### Task statement
Write the next part of the account of arriving at the run-down campsite, beginning immediately after its final sentence.

### Source document
====

Greeted by a dog, at least it appeared to be a dog. On closer inspection, it only had 3 legs, its left ear was missing and one good eye.  It was and still is a dog of whose description escapes me – I am still shocked. It looked like its last meal would have been remains of Lucifer’s last supper. It hobbled around trying to follow our wallowing van into the second gates. The gates that signalled the last chance to get the hell out of there and to get out of they’re alive. Not that anyone would ever survive getting out of somewhere not alive or dead.

The last few gear changes, the last few rotations of the wheels and turns of the steering wheel, revealed the gate master, the keeper of the camp-yards deepest and darkest secrets. She, the one who covets the gold and silver the weary travellers wish to part with for a piece of camping nirvana.

“Herrrlllo” was the greeting from the withered lips below the crooked nose on her tarnished face.

She couldn’t have been taller than 4 feet tall, slightly built with long brown scruffy hair.  She didn’t have anything on here feet apart from dog mess and chicken droppings. Not the type of shoes you could find on the shelves of Barratts Shoes, wearing a brown cardigan that looked like it had been made from the pelt of the campsites previous dog – it smelled like it too. I couldn’t follow directly behind her; I had to follow just to the left with my head in the air to get a fresh breath to stop the stink building up on the inner walls of my nose.

“Thiiiissss waaaay”, she crowed

“Am I ok to leave my van here?” I nervously answered

“It’s aaalllll gooooood” was her response, then she turned and walked away.

With a building sense of dread, regret and tense nervousness I couldn’t shake – I left the security of the van and made my way to the doorway of the wooden shack from which all transactions were executed, for want of a better expression.

Time seemed to expand, things outside looked to me as if they were being distorted, was this nerves? Was it some strange bend in evil time I was experiencing? Oh I wanted to be in my van again. Oh I wanted to be at another campsite. But I was here, I was going to survive, it wasn’t in my ever-crumbling nature to give in, to relent.

“How much do I owe you?”, there was no turning back now, I had created the first bond with the demon, was she a demon? Or was she simply an innocent old lady trying to make a living and provide expectant travellers a warming place to stay in the wilderness? I don’t think so. She-shaman-demon-hose-beast would be more fitting.

There was a cat, glaring, smelly striped feline of evil. I went to stroke it, it let out a screech, a noise so disturbing it could be used to signal the start to the end of all time. Maybe it was, maybe this was the last time I would be camping, living outdoors, experiencing any camper recreational bliss. I would soon find out.

====

### Extracted entries
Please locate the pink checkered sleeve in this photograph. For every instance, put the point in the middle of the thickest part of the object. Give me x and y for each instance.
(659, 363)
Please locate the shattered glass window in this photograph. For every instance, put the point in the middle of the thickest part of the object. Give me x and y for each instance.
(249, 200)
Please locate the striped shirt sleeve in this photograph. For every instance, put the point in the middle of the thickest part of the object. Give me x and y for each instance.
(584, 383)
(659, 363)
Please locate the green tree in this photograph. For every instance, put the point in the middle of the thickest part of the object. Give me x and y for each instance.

====

### Solved problem
She-demon appeared from nowhere, “Fifteeeeen poouuunds!” she barked. I nearly jumped out of my, already crawling, undulating skin. While I was outlining my spiritual demise, she had summonsed the toll for my stay from the devils dowry.

I handed her a crisp twenty-pound note, which I have acquired from the ATM in the previous village. Her eyes gazed upon it like it was some kind of extraterrestrial monetary offering.

“Fiiiiive pooouuunds chaaaaange!” she had done her maths, she was from this planet, thank god– or was it a rouse? So many questions. I hardly had room in my brain for the sense I would need to survive this leg of my journey.

I removed the five pounds change from her unwashed, wizened old hand quicker than a hare going round a dog track, she didn’t even see my hand move. I just wanted to get away from her before she turned me into a large, wet slimy toad. I didn’t even want to hang around long enough to check if the note was from this century or a darker time where paying the ferryman was as regular as the plague.

With a final screech and scrawk from the cat and a final exhale of my own clean breath I left the cabin.

“Theeere iiis yoooour pllllot” was the final banshee moan from the old woman as she pointed to a spidery-branched bush with an crushed orange traffic cone behind it. Why I heard “weeellllcommme to Saaallloms lllllot”, I do not know. Maybe it was the sounds that resembled the devils garden all around me, maybe it was the stares from all of the farm yard and domestic animals everywhere I turned, whichever it was it was nurturing the dark thoughts whirring around my head and they weren’t subsiding.

“Are you happy with your site?”, before I’d reversed the van into the bumpy, potholed pitch, a voice from half-a-toyota-rav-four hollered.

With a puzzled look on my face, “er . . . . its fine thanks, is this all yours” I replied, looking around and pointing at the grounds, animals, strange woman in the cabin and with nervous anticipation of any sort of recognisable response.

“Yup, unfortunately!” looking as if he’s been landed with sorting out the national debt in an hour, “It’s all mine” Then he drove off towards the cluster of caravans and campers that adorned the entrance when I arrived.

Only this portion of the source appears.